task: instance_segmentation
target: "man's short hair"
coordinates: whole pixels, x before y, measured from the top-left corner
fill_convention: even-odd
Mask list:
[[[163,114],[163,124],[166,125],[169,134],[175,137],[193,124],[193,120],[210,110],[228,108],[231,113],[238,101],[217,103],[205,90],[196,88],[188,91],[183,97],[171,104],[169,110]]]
◆ ◆ ◆ ◆ ◆ ◆ ◆
Problem description. Output every line of the records above verbatim, without changing a single character.

The answer.
task: instance_segmentation
target: "man's short hair"
coordinates: whole pixels, x before y, measured from the top-left corner
fill_convention: even-odd
Mask list:
[[[163,114],[163,124],[166,125],[169,134],[175,137],[193,124],[193,120],[210,110],[228,108],[231,113],[238,101],[217,103],[205,90],[196,88],[188,91],[183,97],[171,104],[169,110]]]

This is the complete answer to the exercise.